What you should do => So that the copy stays text only, transcribe the data below exactly and exclude the images.

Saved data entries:

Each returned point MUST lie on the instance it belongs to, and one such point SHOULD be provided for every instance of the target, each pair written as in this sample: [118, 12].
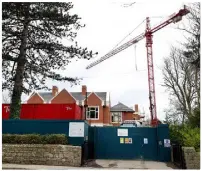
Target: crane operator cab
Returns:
[130, 123]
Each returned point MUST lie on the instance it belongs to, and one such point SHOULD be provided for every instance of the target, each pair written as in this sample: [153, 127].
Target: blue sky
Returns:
[125, 74]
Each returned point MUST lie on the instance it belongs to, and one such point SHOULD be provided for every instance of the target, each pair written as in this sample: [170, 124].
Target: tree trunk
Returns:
[18, 80]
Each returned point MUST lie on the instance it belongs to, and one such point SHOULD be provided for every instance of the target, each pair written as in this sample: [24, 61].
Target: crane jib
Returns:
[117, 50]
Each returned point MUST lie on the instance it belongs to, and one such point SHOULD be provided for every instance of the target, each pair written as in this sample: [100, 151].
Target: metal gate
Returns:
[129, 143]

Your solution =>
Each returned point MUST lie on the instance it belongs to, and one such point SHOULD be provided for every instance of the target, each pair written as in this sample: [118, 12].
Target: crane operator cab
Returns:
[130, 123]
Each returned point MUST lie on the instance it belongs to, and one such point SHOULD be provided for every instance of the target, each pair written as in this sample: [153, 127].
Target: blue sky
Returns:
[125, 74]
Each returned point MUST lie on the instance it belongs to, and one such point SHOULD be provided for every instance of the target, each pair written as in this sample: [170, 124].
Target: tree trunk
Returns:
[18, 80]
Each returned point MUST lie on the instance it belongs to, and one such point SHOULD be provided for every instance of the target, each pair written as in this sample: [24, 61].
Target: crane jib
Returns:
[117, 50]
Each returned point MUST lie on the instance it belongs to, and one such point SHOULD be provided for every instance of the target, each pair written as in this sample: [100, 151].
Target: metal gate
Returns:
[129, 143]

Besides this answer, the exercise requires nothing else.